I love summer and never want it to end. We are sitting here at the beginning of August, and despite blazing hot temperatures outside, I’m already starting to feel like summer is over. But HOLD ON – summer isn’t over yet, and there is still some good racing to be done this season! (see my schedule here) In the meantime, here is a little mid-season update!
I’ve had a couple races this summer I am proud of (see my thoughts here and here), and I’ve had races that I just took as good races and even better learning experiences. I most recently raced Vineman 70.3 on July 10. The race was good and I learned a lot, as usual. I finished 12th female pro – nothing too impressive – but I gave what I had that day against a very talented field. Once I got back to Utah, some people asked me how I felt about the race, probably wondering if I was disappointed considering how much better my last couple of races seemed to go in terms of placement. I just said it was good and there were a lot of tough ladies!
The reality of racing in the pro field, I’m finding, is that there are PLENTY of fast women to come and race on any given day, and you never know who is going to show up or who will have the race of their life. Point is – placement isn’t always an indication of how well you raced for yourself on that day, especially when you aren’t the athlete who is breaking the finish line tape on a regular basis (the ladies winning these races are quite consistent no matter the course or conditions). The level I’m performing at right now is the level a lot of female pros seem to be performing at (give or take a few minutes), so I go to every race fully expecting to fight completely for whatever place I get, and some days I’m stronger at that fight than others. Don’t get me wrong – I go to every race hoping to place well and to have my best race, but I know I’m up against extremely fast ladies, and that’s part of what motivates me to keep working hard day in and day out. Vineman 70.3 happened to be a very popular race that had a lot of women who were very fast. Either way, the venue was beautiful, I enjoyed the event, and I left looking forward to my next chance to race!

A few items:
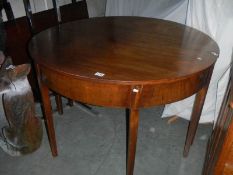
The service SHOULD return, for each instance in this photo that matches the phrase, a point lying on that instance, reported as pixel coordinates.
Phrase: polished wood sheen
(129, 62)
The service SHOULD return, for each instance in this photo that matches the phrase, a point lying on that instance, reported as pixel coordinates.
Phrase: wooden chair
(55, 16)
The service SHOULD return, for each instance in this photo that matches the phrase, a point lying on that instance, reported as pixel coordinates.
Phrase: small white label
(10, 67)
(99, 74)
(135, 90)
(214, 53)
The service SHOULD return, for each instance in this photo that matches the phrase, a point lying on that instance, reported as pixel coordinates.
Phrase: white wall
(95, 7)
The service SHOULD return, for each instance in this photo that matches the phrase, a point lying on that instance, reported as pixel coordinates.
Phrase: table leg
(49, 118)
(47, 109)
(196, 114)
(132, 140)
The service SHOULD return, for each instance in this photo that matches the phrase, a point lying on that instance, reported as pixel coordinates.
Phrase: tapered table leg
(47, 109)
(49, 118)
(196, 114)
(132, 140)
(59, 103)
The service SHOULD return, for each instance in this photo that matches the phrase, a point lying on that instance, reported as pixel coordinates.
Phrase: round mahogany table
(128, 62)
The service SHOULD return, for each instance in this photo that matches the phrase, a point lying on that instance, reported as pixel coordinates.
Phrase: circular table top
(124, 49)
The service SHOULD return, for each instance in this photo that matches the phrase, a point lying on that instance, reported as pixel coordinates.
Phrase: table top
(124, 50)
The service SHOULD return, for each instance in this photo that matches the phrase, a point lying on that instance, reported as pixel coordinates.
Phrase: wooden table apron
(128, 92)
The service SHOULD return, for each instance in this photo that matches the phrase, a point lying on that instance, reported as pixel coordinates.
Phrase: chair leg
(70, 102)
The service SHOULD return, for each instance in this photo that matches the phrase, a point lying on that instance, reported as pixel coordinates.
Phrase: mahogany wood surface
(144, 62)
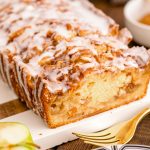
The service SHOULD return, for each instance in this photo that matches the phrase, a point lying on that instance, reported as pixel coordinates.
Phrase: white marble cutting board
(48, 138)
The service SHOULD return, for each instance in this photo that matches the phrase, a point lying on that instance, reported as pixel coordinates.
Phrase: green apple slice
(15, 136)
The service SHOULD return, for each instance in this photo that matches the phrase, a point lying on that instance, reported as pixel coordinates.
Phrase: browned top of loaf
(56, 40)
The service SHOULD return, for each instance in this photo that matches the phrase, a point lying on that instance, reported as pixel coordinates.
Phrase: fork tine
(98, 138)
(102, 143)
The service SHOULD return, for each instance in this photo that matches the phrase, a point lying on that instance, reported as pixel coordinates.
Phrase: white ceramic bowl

Goal:
Write out the mid-season race update word for word, from start to finish. The items are separate from the race update and stand on their own.

Correct answer:
I love summer and never want it to end. We are sitting here at the beginning of August, and despite blazing hot temperatures outside, I’m already starting to feel like summer is over. But HOLD ON – summer isn’t over yet, and there is still some good racing to be done this season! (see my schedule here) In the meantime, here is a little mid-season update!
I’ve had a couple races this summer I am proud of (see my thoughts here and here), and I’ve had races that I just took as good races and even better learning experiences. I most recently raced Vineman 70.3 on July 10. The race was good and I learned a lot, as usual. I finished 12th female pro – nothing too impressive – but I gave what I had that day against a very talented field. Once I got back to Utah, some people asked me how I felt about the race, probably wondering if I was disappointed considering how much better my last couple of races seemed to go in terms of placement. I just said it was good and there were a lot of tough ladies!
The reality of racing in the pro field, I’m finding, is that there are PLENTY of fast women to come and race on any given day, and you never know who is going to show up or who will have the race of their life. Point is – placement isn’t always an indication of how well you raced for yourself on that day, especially when you aren’t the athlete who is breaking the finish line tape on a regular basis (the ladies winning these races are quite consistent no matter the course or conditions). The level I’m performing at right now is the level a lot of female pros seem to be performing at (give or take a few minutes), so I go to every race fully expecting to fight completely for whatever place I get, and some days I’m stronger at that fight than others. Don’t get me wrong – I go to every race hoping to place well and to have my best race, but I know I’m up against extremely fast ladies, and that’s part of what motivates me to keep working hard day in and day out. Vineman 70.3 happened to be a very popular race that had a lot of women who were very fast. Either way, the venue was beautiful, I enjoyed the event, and I left looking forward to my next chance to race!